## THE RECORDS

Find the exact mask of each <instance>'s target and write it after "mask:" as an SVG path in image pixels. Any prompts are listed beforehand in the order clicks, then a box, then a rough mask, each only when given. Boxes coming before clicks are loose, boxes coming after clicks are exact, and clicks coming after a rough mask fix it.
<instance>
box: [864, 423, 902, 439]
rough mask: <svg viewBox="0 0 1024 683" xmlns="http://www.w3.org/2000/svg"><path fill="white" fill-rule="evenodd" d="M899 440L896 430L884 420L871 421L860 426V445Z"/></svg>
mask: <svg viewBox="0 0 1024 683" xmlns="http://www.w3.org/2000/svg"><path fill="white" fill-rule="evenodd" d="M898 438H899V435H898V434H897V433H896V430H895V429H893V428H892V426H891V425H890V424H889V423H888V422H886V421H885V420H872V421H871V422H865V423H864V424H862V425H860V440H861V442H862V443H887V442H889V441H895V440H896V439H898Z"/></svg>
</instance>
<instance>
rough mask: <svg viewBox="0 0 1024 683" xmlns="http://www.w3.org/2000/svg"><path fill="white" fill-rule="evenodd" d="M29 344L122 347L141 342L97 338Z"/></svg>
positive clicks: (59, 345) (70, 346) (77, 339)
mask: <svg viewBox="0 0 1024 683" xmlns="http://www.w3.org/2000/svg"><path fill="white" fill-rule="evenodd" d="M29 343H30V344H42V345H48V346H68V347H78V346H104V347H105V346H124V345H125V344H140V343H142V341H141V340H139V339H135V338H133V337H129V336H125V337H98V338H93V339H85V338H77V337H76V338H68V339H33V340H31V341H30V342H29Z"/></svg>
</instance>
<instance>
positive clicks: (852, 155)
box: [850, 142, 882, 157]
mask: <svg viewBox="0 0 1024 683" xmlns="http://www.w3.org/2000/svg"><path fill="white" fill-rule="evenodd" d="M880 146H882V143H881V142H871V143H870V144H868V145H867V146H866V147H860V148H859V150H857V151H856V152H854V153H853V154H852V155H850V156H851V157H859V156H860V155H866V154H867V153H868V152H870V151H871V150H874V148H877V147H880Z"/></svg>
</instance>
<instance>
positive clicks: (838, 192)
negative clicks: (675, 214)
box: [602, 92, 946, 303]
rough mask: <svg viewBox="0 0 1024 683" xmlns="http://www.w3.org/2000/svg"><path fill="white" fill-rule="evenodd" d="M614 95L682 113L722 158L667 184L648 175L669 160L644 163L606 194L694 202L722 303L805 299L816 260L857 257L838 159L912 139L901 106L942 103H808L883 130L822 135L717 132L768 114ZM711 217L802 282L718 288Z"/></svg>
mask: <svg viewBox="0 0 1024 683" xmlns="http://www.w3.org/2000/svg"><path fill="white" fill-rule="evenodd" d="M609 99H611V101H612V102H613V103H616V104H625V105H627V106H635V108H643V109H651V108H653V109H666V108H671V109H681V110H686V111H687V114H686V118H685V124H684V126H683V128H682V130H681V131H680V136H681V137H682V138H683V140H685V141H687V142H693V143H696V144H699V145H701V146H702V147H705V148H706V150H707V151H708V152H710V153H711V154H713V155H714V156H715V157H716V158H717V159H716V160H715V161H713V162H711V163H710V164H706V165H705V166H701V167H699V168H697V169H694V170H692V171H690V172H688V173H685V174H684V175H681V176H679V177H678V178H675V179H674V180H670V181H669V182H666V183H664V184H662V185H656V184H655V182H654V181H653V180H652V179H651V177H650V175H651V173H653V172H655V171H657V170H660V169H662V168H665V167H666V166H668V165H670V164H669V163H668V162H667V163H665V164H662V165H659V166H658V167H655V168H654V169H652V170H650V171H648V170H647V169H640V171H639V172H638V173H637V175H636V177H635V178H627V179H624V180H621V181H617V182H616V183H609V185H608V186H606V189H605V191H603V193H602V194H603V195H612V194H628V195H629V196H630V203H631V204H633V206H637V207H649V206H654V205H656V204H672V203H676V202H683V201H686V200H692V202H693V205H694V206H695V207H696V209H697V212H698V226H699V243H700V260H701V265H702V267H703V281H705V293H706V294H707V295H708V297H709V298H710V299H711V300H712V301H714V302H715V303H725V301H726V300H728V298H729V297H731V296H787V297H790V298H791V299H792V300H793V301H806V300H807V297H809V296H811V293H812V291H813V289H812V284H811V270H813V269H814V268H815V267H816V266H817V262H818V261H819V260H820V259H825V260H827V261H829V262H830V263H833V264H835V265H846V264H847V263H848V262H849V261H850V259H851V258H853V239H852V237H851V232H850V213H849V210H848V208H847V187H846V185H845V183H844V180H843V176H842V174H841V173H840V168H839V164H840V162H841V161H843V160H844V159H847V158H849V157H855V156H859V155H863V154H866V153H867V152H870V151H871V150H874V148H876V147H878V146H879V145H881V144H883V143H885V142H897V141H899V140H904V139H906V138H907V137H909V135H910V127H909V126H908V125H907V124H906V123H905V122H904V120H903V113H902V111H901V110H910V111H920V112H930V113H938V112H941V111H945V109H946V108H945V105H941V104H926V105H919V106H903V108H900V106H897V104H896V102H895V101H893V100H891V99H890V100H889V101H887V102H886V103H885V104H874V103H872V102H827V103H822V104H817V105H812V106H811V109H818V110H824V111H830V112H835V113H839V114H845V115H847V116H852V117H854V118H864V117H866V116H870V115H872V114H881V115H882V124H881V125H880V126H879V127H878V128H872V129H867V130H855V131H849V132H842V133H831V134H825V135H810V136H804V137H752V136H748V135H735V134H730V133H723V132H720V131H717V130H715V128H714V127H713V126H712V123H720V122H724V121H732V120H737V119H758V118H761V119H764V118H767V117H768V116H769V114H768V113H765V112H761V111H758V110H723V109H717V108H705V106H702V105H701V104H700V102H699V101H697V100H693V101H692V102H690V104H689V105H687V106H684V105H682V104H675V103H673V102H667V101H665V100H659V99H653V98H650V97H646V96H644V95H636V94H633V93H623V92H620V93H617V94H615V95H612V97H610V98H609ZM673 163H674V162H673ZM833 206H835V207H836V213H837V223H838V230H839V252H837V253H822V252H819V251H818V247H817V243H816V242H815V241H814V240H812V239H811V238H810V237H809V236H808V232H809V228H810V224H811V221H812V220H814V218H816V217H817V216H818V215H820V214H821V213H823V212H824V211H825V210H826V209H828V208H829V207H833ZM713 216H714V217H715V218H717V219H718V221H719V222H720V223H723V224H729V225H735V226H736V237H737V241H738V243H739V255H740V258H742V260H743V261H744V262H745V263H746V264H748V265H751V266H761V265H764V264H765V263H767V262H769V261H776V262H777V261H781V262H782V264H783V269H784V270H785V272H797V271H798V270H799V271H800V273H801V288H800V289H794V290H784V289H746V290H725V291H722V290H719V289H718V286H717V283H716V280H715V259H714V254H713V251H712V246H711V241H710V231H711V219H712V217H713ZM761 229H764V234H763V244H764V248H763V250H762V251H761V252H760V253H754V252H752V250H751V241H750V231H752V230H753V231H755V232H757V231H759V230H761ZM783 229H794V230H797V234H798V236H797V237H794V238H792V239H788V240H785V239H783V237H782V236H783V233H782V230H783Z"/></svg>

## WORK INSTRUCTIONS
Can you print the data from its first line through the line containing "440L896 430L884 420L871", including both of those lines, and reproduce each one character for character?

## OUTPUT FOR THIS EXERCISE
Find the exact mask of each <instance>'s target and write it after "mask:" as an SVG path in image pixels. Any prompts are listed beforehand in the order clicks, then a box, then a rough mask, each only when given. Boxes coming before clicks are loose, boxes coming after clicks are exact, and clicks coming after a rough mask fix it.
<instance>
box: [864, 423, 902, 439]
rough mask: <svg viewBox="0 0 1024 683" xmlns="http://www.w3.org/2000/svg"><path fill="white" fill-rule="evenodd" d="M899 440L896 430L884 420L871 421L860 426V445Z"/></svg>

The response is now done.